(Named object pointing records)
··········

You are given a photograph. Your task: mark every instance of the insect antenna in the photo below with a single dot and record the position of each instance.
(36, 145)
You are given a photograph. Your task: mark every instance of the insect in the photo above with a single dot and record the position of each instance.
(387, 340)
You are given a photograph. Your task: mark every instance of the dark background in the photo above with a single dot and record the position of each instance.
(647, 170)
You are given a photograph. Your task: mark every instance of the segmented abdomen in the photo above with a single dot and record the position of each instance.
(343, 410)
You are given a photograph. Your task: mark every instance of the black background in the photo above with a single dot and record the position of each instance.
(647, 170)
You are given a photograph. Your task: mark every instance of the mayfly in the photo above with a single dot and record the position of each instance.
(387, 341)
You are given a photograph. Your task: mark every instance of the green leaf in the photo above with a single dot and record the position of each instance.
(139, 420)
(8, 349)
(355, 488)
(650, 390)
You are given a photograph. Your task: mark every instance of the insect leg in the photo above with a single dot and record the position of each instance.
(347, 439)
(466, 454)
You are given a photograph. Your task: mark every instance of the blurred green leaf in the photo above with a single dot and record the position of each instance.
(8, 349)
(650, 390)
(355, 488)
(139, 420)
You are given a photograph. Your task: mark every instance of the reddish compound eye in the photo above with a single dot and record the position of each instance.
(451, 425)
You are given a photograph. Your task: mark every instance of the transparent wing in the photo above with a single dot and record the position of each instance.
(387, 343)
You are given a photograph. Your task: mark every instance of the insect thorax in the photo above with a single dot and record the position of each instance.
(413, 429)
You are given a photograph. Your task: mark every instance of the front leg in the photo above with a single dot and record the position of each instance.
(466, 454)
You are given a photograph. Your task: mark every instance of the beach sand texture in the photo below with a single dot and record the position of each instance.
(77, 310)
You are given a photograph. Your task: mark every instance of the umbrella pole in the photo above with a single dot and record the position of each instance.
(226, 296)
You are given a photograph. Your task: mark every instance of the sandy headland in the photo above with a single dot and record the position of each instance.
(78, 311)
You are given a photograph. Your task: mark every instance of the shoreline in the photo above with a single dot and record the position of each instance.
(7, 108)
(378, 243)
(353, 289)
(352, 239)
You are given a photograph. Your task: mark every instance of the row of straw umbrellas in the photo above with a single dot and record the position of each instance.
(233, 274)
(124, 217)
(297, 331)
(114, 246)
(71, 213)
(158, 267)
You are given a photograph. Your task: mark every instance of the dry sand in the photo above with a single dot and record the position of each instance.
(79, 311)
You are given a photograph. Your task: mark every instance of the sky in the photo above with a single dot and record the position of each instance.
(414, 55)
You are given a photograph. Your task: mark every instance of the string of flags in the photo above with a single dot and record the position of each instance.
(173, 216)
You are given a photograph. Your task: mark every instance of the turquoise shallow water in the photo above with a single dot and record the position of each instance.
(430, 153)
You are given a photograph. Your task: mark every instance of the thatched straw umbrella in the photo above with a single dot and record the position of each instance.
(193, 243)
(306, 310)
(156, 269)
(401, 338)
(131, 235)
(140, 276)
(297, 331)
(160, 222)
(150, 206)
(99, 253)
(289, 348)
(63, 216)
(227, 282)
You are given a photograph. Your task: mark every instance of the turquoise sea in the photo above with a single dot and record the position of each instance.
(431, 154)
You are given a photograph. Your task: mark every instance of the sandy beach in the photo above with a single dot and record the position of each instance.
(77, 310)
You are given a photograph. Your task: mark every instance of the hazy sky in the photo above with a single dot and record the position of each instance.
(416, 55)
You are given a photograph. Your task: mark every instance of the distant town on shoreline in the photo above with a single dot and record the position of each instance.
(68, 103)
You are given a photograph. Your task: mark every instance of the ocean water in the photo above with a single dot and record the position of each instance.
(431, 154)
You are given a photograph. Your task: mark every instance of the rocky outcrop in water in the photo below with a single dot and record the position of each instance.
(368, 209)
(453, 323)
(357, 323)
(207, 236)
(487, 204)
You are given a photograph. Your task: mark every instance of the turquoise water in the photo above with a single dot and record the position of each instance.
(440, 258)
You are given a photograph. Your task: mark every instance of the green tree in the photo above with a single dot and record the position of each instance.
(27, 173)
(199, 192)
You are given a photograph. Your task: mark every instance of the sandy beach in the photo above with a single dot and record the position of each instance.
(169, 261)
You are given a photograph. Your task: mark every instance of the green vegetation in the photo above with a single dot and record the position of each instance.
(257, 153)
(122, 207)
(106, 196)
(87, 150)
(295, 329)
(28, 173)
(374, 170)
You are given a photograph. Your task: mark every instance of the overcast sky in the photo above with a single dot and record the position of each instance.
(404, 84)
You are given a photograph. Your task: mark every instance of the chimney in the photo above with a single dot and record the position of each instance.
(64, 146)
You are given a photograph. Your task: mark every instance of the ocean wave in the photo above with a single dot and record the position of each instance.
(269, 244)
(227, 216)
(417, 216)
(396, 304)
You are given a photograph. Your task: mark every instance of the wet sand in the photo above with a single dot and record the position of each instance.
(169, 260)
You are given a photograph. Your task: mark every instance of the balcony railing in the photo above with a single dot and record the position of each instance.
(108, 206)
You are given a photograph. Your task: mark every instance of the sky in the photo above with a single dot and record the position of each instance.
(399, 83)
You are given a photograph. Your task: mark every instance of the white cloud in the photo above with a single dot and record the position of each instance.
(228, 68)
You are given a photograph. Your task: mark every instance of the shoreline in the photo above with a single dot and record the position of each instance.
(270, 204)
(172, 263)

··········

◆ **Written instruction**
Print all of the records above again word for word, keeping every line unchanged.

◆ **Answer to the problem**
You are given a photograph. Your task: mark every instance of the insect antenna in the photo below with a single dot and record the position of each instance.
(36, 145)
You are given a photograph. Your task: mark every instance of the insect in the photo above with a single dot and record the position of each instance.
(387, 340)
You are given a photograph. Your task: mark every instance of the dark background in the photo above with a single dot and record the position of each instance.
(647, 170)
You are given a photograph. Your task: mark every instance of the segmented abdomen in the photo above with a single dot and record the position of each instance.
(343, 410)
You are given a photograph. Your task: mark every instance of the black background in the photo above with a single dot and record the position of each instance.
(647, 170)
You are given a photograph. Your task: mark every instance of the mayfly in the photo above with a single dot and record the position of each instance.
(387, 341)
You are given a photograph. Your task: mark every instance of the green leaf in the photo above with a single dot and record the position of each instance.
(139, 420)
(8, 349)
(355, 488)
(650, 390)
You are given a photograph. Your task: mark every instance of the insect leg in the photo above with a single dot and record the position of each instance.
(347, 439)
(466, 454)
You are given a photograph. Your task: mark every instance of the blurred green leaf in the photo above with a single dot and record the position of each instance.
(8, 349)
(650, 390)
(355, 488)
(139, 420)
You are given a photograph. Your task: mark every instance of the reddish compound eye in the photo above with a single dot and record the position of each instance.
(451, 425)
You are given a photograph. Your task: mark every instance of the transparent wing in the photo above with a single dot and record the position of each instance.
(387, 343)
You are given a photograph. Your task: mark every instance of the insect thorax in the photo above with a single dot and record the position of each instance.
(413, 429)
You are given a photograph. Your task: mark every instance of the front leg in the photo above with a single dot and record the position of each instance.
(466, 454)
You are given a photograph. Your task: mark every instance of the beach sand texture in the photo below with a single dot and record the position of each instance.
(77, 310)
You are given a photograph. Your task: mark every instance of the umbrella pole in the photo above with a single dot and record the position of each instance.
(226, 296)
You are given a photograph. Your task: mark every instance of the sandy headland in the photo above with a single dot and record the position of each instance.
(78, 311)
You are given a photograph. Your task: mark every instance of the shoreline in the photo above with a single dot and record the position of each instance.
(7, 108)
(378, 243)
(353, 289)
(352, 239)
You are given a photograph. Your task: mark every instance of the row of straw umbrellas in the photo above with a single dot and record the position of each instance.
(233, 274)
(124, 217)
(297, 331)
(114, 246)
(71, 213)
(158, 267)
You are given a photograph. Your task: mark every instance of the dry sand in the photo above with a single dot and record the position of each instance.
(79, 311)
You are given a photograph. Your task: mark every instance of the sky in the photo above with a single dot and record the position of each instance.
(414, 55)
You are given a photograph. Your task: mark every instance of the string of flags in the photo above with a single dot and record the position of each instance.
(173, 216)
You are given a photograph. Your task: mark every instance of the turquoise shallow water in the photo above with a single dot and record the position of each instance.
(430, 153)
You are given a photograph. Your task: mark every instance of the thatched straw umbrella in the photo above with a single dot and record the position of each instance.
(193, 243)
(306, 310)
(156, 269)
(401, 338)
(131, 235)
(140, 276)
(297, 331)
(160, 222)
(150, 206)
(99, 253)
(289, 348)
(63, 216)
(227, 282)
You are given a photograph. Your task: mark every instance of the turquoise sea in the photo above with a single dot and record the position of each instance.
(431, 154)
You are given a photograph. Your task: mark every instance of the sandy beach in the photo above with a single dot and record the position of each instance.
(77, 310)
You are given a photograph. Your task: mark every instance of the hazy sky in the photo above with a single dot and record the position of each instance.
(416, 55)
You are given a photograph. Your task: mark every instance of the distant town on shoreline in the photo above with a single dot and record the position of each instance.
(68, 103)
You are given a photograph. Your task: mark every instance of the ocean water in the photo above with a single dot and record the position of each instance.
(431, 154)
You are given a photograph. Your task: mark every instance of the rocky outcrop in water in the photo below with a single dot and record the position of each instance.
(368, 209)
(453, 323)
(357, 323)
(207, 236)
(487, 204)
You are given a photograph. Your task: mark every instance of the turquoise water in the photo above with a single dot and record the position of each instance.
(440, 258)
You are given a photograph. Your task: mark every instance of the green tree in the photo above with a single dot and record the position of each instance.
(27, 173)
(199, 192)
You are given a photograph. Your task: mark every instance of the sandy beach in the photo above with a single dot and record the position of each instance.
(169, 261)
You are given a photograph. Your task: mark every instance of the green vegetation in the photo above with a single dot and record the position of each instance.
(257, 153)
(122, 207)
(106, 196)
(87, 150)
(295, 329)
(28, 173)
(374, 170)
You are given a photograph. Your task: mark every instance of the overcast sky in the photo above with a single dot and record the position of each instance.
(404, 84)
You are given a photograph. Your task: mark every instance of the chimney in the photo above with a single dot and record the position of each instance.
(64, 146)
You are given a photograph. Your task: mark every instance of the ocean wave in the photo above with a single dot and record the position of each instance.
(269, 244)
(227, 216)
(417, 216)
(396, 304)
You are given a photograph. Your task: mark every instance of the wet sand in the photo above with a single dot and record the position of each instance.
(169, 260)
You are given a photograph. Your task: mark every instance of the balcony railing in the photo above with a single dot and record the position of each instance.
(108, 206)
You are given a photograph. Your task: mark every instance of the sky in the photo above with a single dot and record the position of each instance.
(399, 83)
You are given a photograph. Your task: mark every instance of the white cloud in the photo above with a single dot and record the position of each instance.
(228, 68)
You are given a photograph. Your task: mark every instance of the shoreline in the photo above with a single dot and record the position of each instance.
(270, 204)
(172, 263)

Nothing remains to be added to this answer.